*DATA SECTION:*
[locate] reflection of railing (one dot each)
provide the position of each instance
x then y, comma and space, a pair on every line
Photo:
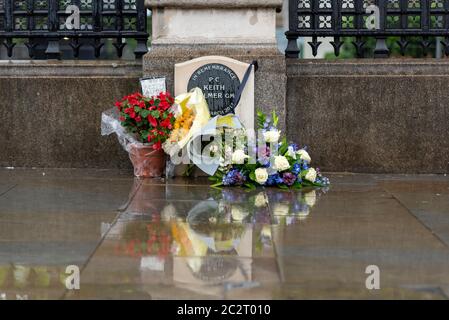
348, 18
43, 22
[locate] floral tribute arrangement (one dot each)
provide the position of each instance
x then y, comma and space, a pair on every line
150, 128
278, 163
149, 119
142, 125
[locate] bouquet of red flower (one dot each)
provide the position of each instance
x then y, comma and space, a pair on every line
149, 119
142, 125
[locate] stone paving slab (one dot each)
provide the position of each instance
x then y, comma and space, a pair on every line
229, 244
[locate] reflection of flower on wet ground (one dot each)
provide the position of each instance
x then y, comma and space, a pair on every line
20, 276
146, 238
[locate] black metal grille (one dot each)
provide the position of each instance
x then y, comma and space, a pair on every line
347, 18
43, 21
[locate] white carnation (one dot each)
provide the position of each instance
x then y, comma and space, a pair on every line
311, 175
272, 136
239, 156
281, 163
304, 155
261, 175
291, 152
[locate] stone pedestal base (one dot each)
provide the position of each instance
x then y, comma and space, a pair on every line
270, 79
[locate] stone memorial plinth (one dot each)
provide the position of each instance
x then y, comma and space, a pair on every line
219, 78
244, 30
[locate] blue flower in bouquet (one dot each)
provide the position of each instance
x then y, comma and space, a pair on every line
289, 178
296, 169
294, 146
234, 178
274, 179
305, 165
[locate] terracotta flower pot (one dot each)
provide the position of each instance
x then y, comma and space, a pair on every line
147, 162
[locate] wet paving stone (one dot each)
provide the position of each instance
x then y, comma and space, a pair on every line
181, 239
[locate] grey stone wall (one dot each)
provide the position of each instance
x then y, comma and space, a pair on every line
50, 112
371, 115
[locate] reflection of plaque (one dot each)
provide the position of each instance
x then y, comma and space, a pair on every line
152, 86
219, 84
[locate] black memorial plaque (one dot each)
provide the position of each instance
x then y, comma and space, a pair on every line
219, 84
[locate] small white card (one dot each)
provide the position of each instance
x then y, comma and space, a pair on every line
152, 86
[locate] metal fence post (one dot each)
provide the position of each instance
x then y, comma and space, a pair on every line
292, 50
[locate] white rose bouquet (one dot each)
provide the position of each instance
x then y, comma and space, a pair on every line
277, 163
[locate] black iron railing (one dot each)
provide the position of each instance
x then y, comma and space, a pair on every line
362, 19
45, 22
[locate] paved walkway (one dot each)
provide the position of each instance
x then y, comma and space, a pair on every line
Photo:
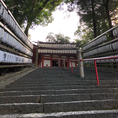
59, 93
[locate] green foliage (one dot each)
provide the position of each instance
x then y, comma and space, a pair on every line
95, 14
57, 38
32, 12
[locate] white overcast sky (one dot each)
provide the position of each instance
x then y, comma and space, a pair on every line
64, 22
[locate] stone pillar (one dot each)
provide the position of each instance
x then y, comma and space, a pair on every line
81, 63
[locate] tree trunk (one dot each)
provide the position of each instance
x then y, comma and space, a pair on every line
94, 19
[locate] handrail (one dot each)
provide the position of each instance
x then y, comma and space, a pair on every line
100, 35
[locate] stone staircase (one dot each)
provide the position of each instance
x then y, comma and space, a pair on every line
59, 93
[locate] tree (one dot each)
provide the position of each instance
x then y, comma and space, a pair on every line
32, 12
84, 35
95, 14
57, 38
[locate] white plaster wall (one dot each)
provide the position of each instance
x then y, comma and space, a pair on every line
73, 64
47, 63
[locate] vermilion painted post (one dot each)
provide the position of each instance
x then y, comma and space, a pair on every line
96, 70
50, 62
71, 67
42, 62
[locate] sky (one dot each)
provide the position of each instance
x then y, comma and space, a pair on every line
64, 22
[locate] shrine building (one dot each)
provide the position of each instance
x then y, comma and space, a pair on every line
55, 54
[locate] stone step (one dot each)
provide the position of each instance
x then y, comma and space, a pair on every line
56, 98
61, 91
57, 87
58, 106
71, 114
16, 84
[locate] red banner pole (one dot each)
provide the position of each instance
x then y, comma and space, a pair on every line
96, 70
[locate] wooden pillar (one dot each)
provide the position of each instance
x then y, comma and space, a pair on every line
36, 59
42, 62
51, 62
81, 63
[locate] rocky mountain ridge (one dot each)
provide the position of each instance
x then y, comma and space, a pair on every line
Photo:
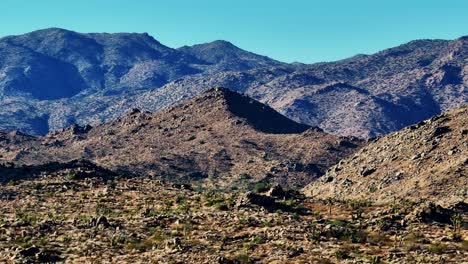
53, 78
220, 138
425, 161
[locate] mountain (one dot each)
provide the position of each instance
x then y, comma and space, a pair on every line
220, 138
53, 78
227, 57
424, 161
365, 96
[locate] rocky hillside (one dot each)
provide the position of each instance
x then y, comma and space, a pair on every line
53, 78
365, 96
220, 138
424, 161
61, 217
48, 76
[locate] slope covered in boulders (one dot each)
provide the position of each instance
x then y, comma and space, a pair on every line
427, 161
220, 138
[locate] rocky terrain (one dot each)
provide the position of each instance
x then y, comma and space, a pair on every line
53, 78
88, 218
425, 161
220, 139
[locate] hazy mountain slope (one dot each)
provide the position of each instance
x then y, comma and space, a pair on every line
219, 138
50, 79
424, 161
363, 96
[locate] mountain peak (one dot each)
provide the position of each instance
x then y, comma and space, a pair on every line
259, 116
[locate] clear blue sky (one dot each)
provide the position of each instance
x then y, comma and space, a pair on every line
288, 30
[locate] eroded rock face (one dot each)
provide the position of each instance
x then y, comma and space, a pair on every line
424, 161
53, 78
214, 138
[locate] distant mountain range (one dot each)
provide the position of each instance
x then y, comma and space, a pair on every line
52, 78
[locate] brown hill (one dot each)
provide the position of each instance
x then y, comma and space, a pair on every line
423, 161
220, 138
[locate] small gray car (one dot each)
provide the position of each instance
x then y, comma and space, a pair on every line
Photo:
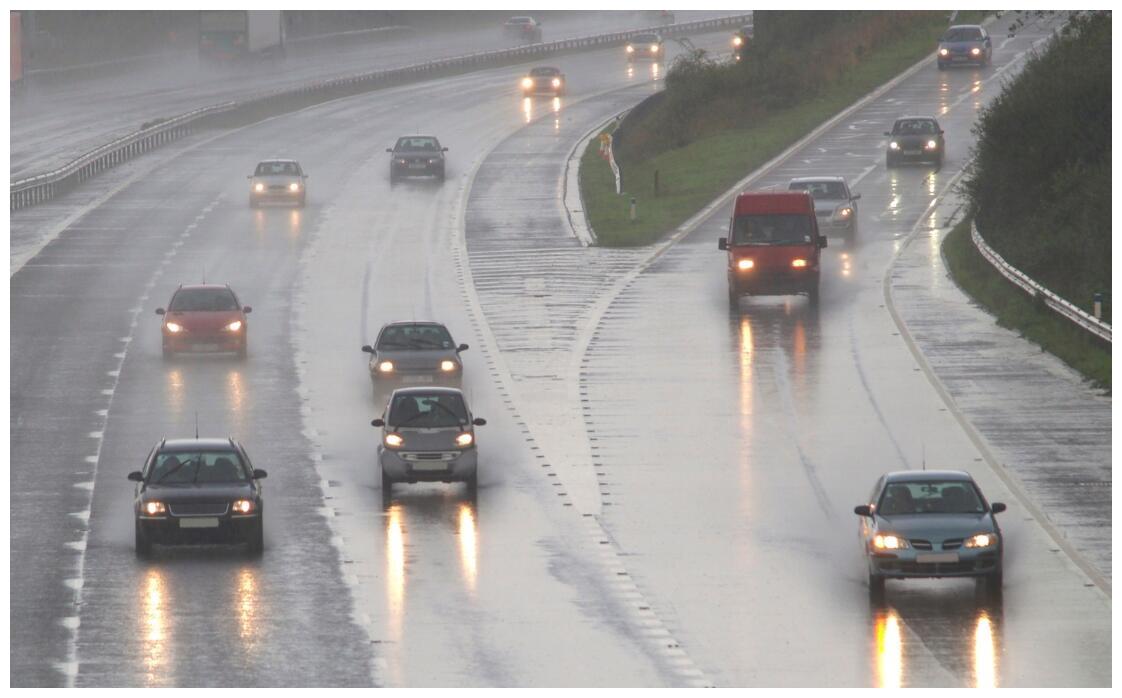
277, 180
428, 435
414, 354
835, 205
930, 523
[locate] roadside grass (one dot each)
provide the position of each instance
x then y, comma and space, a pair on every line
1017, 311
692, 176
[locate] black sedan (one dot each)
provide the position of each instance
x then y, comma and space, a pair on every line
199, 490
416, 156
929, 523
914, 138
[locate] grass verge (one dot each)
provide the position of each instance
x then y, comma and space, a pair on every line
692, 176
1017, 311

*GIVEN INSTRUCTION:* Can you rewrite only the entries from the line with "[locate] black sedan (one dot each)" up to and including the last line of the entries, with "grass verge" replaced by "grassy shoulder" and nothing else changed?

*FINAL RESULT:*
[locate] black sedan (one dot each)
provide the position of each instance
x then y, comma and space, a pair on every line
199, 490
416, 156
929, 523
914, 138
[locate] grassy shoulder (one dot each)
provide the position of each instance
x then y, comma and space, a pair on every line
692, 176
1017, 311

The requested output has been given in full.